The article, “ How to Tame Health Care Costs ” ( JofA , Aug.03, page 83), suggests the option of eliminating health care benefits completely. We all know that is an obvious choice and probably not worth much discussion.
However, there are some additional health care cost-management strategies the article did not discuss that I have found useful.
Health care underwriters are marketing new cost-sharing plans that basically include an in-network deductible as a cost-share element. The result is both a lower benefit and a lower premium.
More commonly, it is appropriate and cost-effective for employers to put tiered plans in place. For example, a company could implement a high and a low plan and let employees choose. Naturally, the higher-benefit tier would require employees to share a greater proportion of the cost through payroll deductions. For many companies a low plan might include HMO (medical) and DMO (dental) options, while a high plan would include PPO or open-access plans. This makes insurance more affordable for lower-paid employees who today may not be insured at all, while leaving more robust plans available for executives and others who desire to pay more for them.
※
Task goal:
Decide whether each statement below agrees with the letter on health care costs above. Answer yes or no for each and quote the words of the letter that settle it.
(a) The writer regards eliminating health care benefits as an option deserving extended discussion.
(b) In the tiered approach described, employees who pick the higher-benefit tier pay a larger share of the cost.
(c) The new cost-sharing plans give a higher benefit at a lower premium.

Supplied data:
※
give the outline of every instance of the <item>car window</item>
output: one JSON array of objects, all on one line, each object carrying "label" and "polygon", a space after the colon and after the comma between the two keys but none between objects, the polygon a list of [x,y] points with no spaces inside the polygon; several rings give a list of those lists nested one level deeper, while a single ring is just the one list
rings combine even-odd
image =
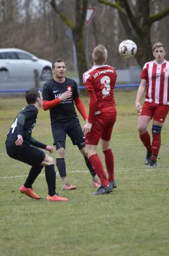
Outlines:
[{"label": "car window", "polygon": [[3,59],[10,59],[16,60],[18,59],[18,56],[15,52],[1,52]]},{"label": "car window", "polygon": [[21,60],[32,60],[33,58],[32,55],[27,54],[27,53],[25,52],[17,52],[17,54],[18,58]]}]

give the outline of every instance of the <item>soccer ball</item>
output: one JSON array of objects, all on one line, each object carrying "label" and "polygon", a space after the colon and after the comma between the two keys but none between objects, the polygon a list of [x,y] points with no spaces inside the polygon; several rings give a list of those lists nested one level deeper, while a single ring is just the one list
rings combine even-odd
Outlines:
[{"label": "soccer ball", "polygon": [[122,41],[119,46],[119,54],[124,58],[128,59],[136,53],[137,47],[136,44],[131,40]]}]

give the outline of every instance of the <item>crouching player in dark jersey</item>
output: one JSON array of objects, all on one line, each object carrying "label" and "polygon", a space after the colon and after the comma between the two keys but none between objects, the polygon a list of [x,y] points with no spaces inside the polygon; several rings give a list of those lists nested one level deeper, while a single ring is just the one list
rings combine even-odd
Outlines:
[{"label": "crouching player in dark jersey", "polygon": [[45,177],[48,195],[47,201],[68,201],[55,193],[55,172],[54,159],[47,155],[43,148],[51,154],[54,148],[45,145],[31,136],[32,130],[36,124],[38,109],[43,104],[41,93],[37,88],[29,89],[26,92],[28,105],[15,118],[6,141],[8,155],[14,159],[24,162],[32,167],[26,182],[20,188],[20,192],[35,199],[40,199],[32,188],[34,180],[45,168]]},{"label": "crouching player in dark jersey", "polygon": [[[94,195],[107,194],[116,188],[110,140],[116,120],[114,89],[117,74],[112,67],[105,65],[107,58],[107,49],[103,45],[98,45],[92,52],[94,66],[84,73],[83,77],[90,98],[88,121],[83,129],[86,133],[85,152],[101,185],[92,193]],[[96,152],[100,139],[108,179]]]},{"label": "crouching player in dark jersey", "polygon": [[56,147],[56,165],[62,180],[62,189],[76,189],[67,180],[64,157],[66,138],[68,134],[73,145],[77,145],[84,157],[92,178],[94,187],[100,182],[85,153],[85,136],[77,116],[75,104],[85,122],[87,116],[79,97],[75,80],[64,77],[66,66],[59,59],[53,63],[54,78],[46,83],[43,89],[43,108],[50,109],[50,117],[54,143]]}]

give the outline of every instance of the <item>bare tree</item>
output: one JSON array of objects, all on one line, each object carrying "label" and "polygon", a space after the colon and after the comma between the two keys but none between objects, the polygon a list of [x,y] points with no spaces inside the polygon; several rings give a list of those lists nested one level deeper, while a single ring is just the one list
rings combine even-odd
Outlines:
※
Written reply:
(a) No: "probably not worth much discussion."
(b) Yes: "the higher-benefit tier would require employees to share a greater proportion of the cost through payroll deductions."
(c) No: "The result is both a lower benefit and a lower premium."